- [WRITTEN EXERCISE 1]:
Copy the listing word for word, starting at its first line and ending at the line that contains "[[84, 231]]", and leave the pictures out of your copy.

- [READING TEXT]:
____________

In which Netty returns to Las Vegas, fear and loathing aside …September 11, 2010
Killer opening lines. Whether you’re crafting a novel, writing song lyrics or even trying to pick someone up in a bar, it pays to have a killer opening line in your back pocket.
With that in mind, here’s the first sentence of American gonzo journalist Hunter S. Thompson’s Fear And Loathing In Las Vegas, undisputedly his most famous work: “We were somewhere around Barstow on the edge of the desert when the drugs began to take hold.”
Seriously. Now, after reading just that one line, tell me you don’t want to devour the entire book in one sitting.
I’m a big, big Hunter S. Thompson fan and I’m not going to make any apologies for that, but nor am I so blind as to believe that everything the great man ever put into print was the stuff of pure genius. But even his most steadfast critics must concede that if Thompson had never committed anything else to paper, he could easily have dined out on Fear And Loathing for the rest of his life – which, incidentally, he ended in 2005 at the age of 67, supposedly after health problems finally got the better of him. So in the wake of 1960s’ “New Journalism”, Thompson pioneered the technique that became known as “gonzo” – essentially melding fact and fiction in reportage to the extent where the lines are well and truly blurred – and then produced its best-ever example.
I rest my case, your honour.
First published as a book in 1971 (it originally appeared as a two-part article in Rolling Stone earlier that year), Fear And Loathing in Las Vegas (subtitled A Savage Journey Into The American Dream) is essentially a book about the death of the American 1960s counterculture movement. With some of its stream-of-consciousness passages ruminating on politics and the state of the nation, it’s Thompson waking up from a 1960s mother-of-all benders to the 1970s hangover from hell – with his long-time nemesis Richard Nixon looming large over subsequent proceedings.
The book opens with the narrator Raoul Duke – a “doctor of journalism” – having accepted a magazine assignment to cover the Mint 400 motorcycle race in Las Vegas. Accompanied by his 300-pound Samoan attorney, Dr Gonzo (based on Thompson’s real-life friend, Mexican lawyer and activist Oscar Zeta Acosta), Duke hires a Chevy convertible dubbed the Great Red Shark and ploughs most of a $300 expense account into drugs (“two bags of grass, 75 pellets of mescaline, five sheets of high-powered blotter acid, a salt shaker half-full of cocaine, and a whole galaxy of multic-coloured uppers, downers, screamers, laughers … and also a quart of tequila, a quart of rum, a case of Budweiser, a pint of raw ether and two dozen amyls”). The pair tear through the desert to their destination, twisted beyond belief on drugs, picking up and scaring the bejesus out of an unsuspecting hitchhiker. In Vegas, the race becomes an after-thought as Duke and Dr Gonzo plunder their stash, carouse through the casinos and bars, run up expenses they have no hope of paying and half-destroy their hotel suite, before the attorney absconds back to Los Angeles.

____________

- [DATASET EXCERPTS]:
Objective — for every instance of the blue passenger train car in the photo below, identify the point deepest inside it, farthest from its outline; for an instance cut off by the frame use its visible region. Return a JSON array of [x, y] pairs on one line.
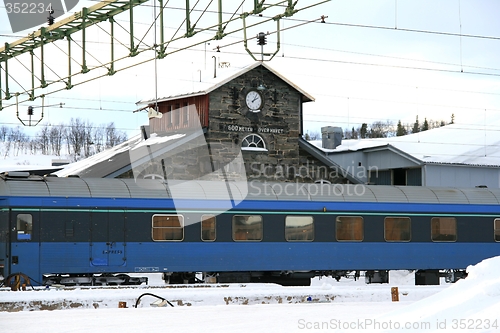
[[84, 231]]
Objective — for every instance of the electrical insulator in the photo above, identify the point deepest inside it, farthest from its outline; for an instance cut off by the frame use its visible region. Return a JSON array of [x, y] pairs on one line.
[[261, 39]]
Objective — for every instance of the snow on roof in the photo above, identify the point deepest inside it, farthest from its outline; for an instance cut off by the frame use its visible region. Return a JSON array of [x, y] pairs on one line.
[[450, 144], [209, 84]]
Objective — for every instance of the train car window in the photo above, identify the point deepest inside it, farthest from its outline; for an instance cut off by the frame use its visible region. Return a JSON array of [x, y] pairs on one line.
[[349, 228], [247, 228], [397, 229], [208, 228], [444, 229], [299, 228], [497, 230], [24, 226], [168, 227]]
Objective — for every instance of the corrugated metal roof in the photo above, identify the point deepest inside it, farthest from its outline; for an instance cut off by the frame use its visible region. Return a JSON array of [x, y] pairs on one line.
[[211, 84]]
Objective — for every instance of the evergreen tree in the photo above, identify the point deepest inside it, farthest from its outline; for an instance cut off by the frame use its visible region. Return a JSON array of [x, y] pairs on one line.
[[416, 126], [425, 126]]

____________

- [WRITTEN EXERCISE 2]:
Go on with the piece about Fear And Loathing In Las Vegas from the point where it stops.

- [ANSWER 1]:
Objective — for every instance of the blue passenger train car in the photo below, identify the point deepest inside it, farthest from its outline; for an instance cut off by the frame use its visible region. Return a JSON array of [x, y] pairs on one line.
[[84, 231]]

- [ANSWER 2]:
Duke, too, attempts to leave and gets as far as Baker (where he has a hilarious encounter with the Californian Highway Patrol), but is lured back to Vegas after receiving a telegram from Dr Gonzo, advising him that he has a fresh magazine assignment – ironically, to cover the National District Attorneys’ Association conference on narcotics and dangerous drugs – complete with a new car (this time a Cadillac convertible dubbed the White Whale), a new hotel and a new expense account. And there’s also a new set of obstacles thrown into the mix – besides the several hundred cops who have descended on the city, Duke and Dr Gonzo also have to skirt around Lucy, a Barbra Streisand-fixated runaway whom the attorney befriends and doses up on acid on the flight back into Vegas; and various receptionists, maids and waitresses (most memorably, the chapter that takes place at Terry Taco’s Stand), as the conference fades into the distance and their hunt for the American Dream intensifies.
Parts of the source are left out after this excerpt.